Want dat is natuurlijk het mooie van de Mijl: het evenement wordt van oudsher gedragen door de plaatselijke gemeenschap. Zelfs degenen die weinig of niks om het rennen geven, vinden dat het dorp zich op die dag van zijn beste kant laat zien. De onvolprezen werkploeg; de muzikanten; de mensen van de horeca; Rondemissen; degenen die aan het parcours wonen en tijdig de stoeltjes in de voortuin zetten; de EHBO. Het hoort allemaal bij dat typische Maarheeze-gevoel. Als je voorafgaand aan de wedstrijd al die mensen bezig ziet, dan bekruipt je een feestelijk gevoel. De Maarheezer gemeenschap heeft iets op touw gezet en met z’n allen proberen ze er het beste van te maken. Er komen sportieve beroemdheden naar het dorp en daar trekt iedereen zich aan op. Anders gezegd: we hebben een erelijst om U tegen te zeggen en dat zeggen we er ook tegen.
Er zijn gezinnen die tien jaar op rij Henk Lubberding, Bram Tankink of een andere vedette op bezoek hadden, zodat die zich even konden omkleden voor de koers en naderhand een douche konden nemen. Zo’n renner gaat een beetje bij de familiegeschiedenis horen. Er zijn slaapkamers waar Tourvedetten per ongeluk een klodder masseerolie knoeiden op het nachtkastje. In het houtfineer lieten ze een vetvlek achter. Vervelend voor de vrouw des huizes, maar zo’n vlek went en na een tijdje gaat-ie toch ook weer bij de herinneringen aan het sportevenement horen.

^^^^

Leg uit waarom sommige gezinnen volgens de tekst over de Mijl van Maarheeze jarenlang een renner als Henk Lubberding of Bram Tankink op bezoek hadden.

*Items opgenomen in een dataset*:
^^^^

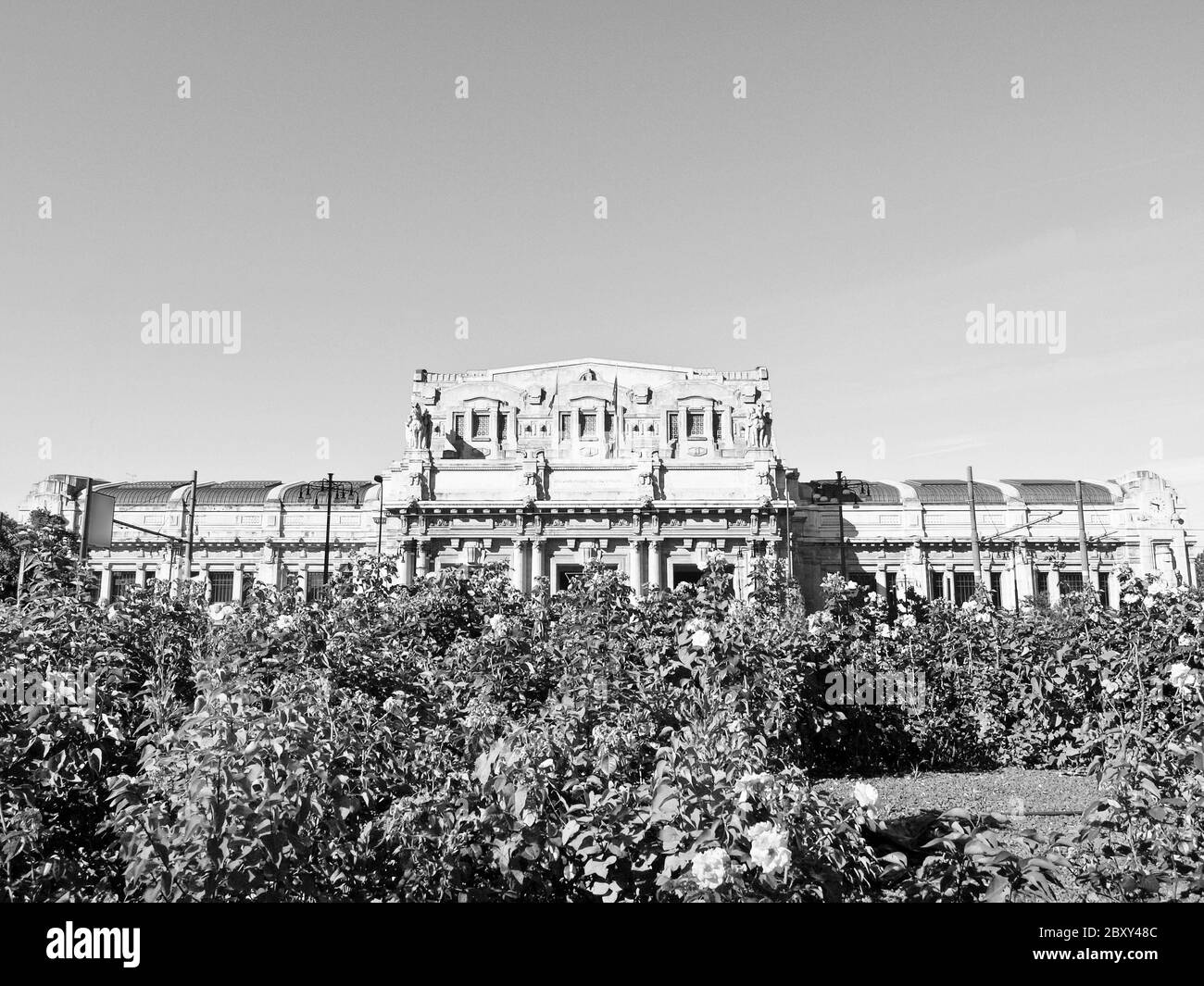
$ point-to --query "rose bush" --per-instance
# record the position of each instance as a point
(458, 741)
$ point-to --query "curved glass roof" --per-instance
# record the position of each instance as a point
(954, 492)
(1059, 492)
(239, 493)
(295, 493)
(825, 490)
(148, 493)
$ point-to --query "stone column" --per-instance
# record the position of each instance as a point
(1026, 585)
(406, 562)
(537, 565)
(654, 564)
(1179, 552)
(517, 550)
(1148, 564)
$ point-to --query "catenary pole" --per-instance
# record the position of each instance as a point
(975, 554)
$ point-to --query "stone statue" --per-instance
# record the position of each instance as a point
(759, 431)
(420, 428)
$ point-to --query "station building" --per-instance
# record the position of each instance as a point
(646, 468)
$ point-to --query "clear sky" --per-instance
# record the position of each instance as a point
(717, 208)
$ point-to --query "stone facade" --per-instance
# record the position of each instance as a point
(646, 468)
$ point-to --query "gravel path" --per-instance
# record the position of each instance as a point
(1008, 793)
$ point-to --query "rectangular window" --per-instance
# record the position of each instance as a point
(867, 581)
(121, 583)
(313, 586)
(963, 586)
(1070, 581)
(935, 585)
(220, 586)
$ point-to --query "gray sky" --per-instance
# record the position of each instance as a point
(718, 208)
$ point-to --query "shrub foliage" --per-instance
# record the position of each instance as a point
(458, 741)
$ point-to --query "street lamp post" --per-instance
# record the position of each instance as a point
(380, 481)
(341, 492)
(843, 485)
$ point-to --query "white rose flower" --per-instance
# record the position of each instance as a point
(1183, 677)
(770, 848)
(753, 784)
(219, 612)
(865, 793)
(709, 868)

^^^^

*OPLOSSING*: De renners kwamen bij die gezinnen langs om zich voor de koers even om te kleden en naderhand te douchen.